**TASK STATEMENT**
Carry over everything from the start of the data down to the line containing "M 259 89 L 284", adding -104 to every coordinate in the answers.
MATERIALS PROVIDED start
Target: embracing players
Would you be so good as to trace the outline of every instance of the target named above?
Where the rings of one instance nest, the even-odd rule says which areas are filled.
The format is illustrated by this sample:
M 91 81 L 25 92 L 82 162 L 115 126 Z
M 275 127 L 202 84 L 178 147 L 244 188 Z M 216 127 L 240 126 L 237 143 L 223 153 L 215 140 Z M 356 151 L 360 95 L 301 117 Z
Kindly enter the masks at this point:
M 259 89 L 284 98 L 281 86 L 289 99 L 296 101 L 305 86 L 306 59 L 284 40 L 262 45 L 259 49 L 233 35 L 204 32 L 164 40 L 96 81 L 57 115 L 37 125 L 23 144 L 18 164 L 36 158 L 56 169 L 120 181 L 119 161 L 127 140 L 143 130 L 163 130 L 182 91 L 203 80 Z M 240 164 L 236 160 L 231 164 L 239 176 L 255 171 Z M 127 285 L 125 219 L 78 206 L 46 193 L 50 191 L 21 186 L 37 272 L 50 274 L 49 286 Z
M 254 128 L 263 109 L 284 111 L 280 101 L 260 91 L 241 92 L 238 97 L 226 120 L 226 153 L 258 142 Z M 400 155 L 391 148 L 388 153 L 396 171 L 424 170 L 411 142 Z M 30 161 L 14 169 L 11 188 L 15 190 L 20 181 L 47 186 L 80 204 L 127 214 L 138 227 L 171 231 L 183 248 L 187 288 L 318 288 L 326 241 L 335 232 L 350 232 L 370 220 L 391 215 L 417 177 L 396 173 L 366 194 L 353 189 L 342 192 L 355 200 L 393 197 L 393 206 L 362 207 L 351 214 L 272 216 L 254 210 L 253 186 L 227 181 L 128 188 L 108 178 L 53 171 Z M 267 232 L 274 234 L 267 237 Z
MATERIALS PROVIDED end
**FINAL RESULT**
Target: embracing players
Would you be so good as to trace the outline of every instance of the target named above?
Where the rings of one instance nest, the even-odd rule says which areas are filled.
The format is illustrated by this sample:
M 91 81 L 25 92 L 82 162 L 115 126 Z
M 275 127 L 202 84 L 178 147 L 244 188 Z M 216 127 L 240 126 L 237 143 L 223 153 L 215 140 Z M 356 151 L 360 95 L 301 117 Z
Kindly enter the masks at this point:
M 155 -15 L 180 -6 L 177 -18 L 185 -5 L 192 -3 L 201 -18 L 202 -45 L 180 -64 L 158 -59 L 155 -55 L 129 -69 L 100 -72 L 60 -64 L -8 -23 L -47 11 L -67 21 L -81 40 L -86 60 L -68 54 L -48 65 L 16 77 L 15 57 L 23 36 L 39 26 L 59 26 L 78 -13 L 99 -24 Z M 136 60 L 132 56 L 127 60 L 135 72 L 151 67 Z M 23 181 L 21 115 L -26 102 L -58 89 L -54 87 L -83 82 L -67 168 L -54 170 L -55 182 Z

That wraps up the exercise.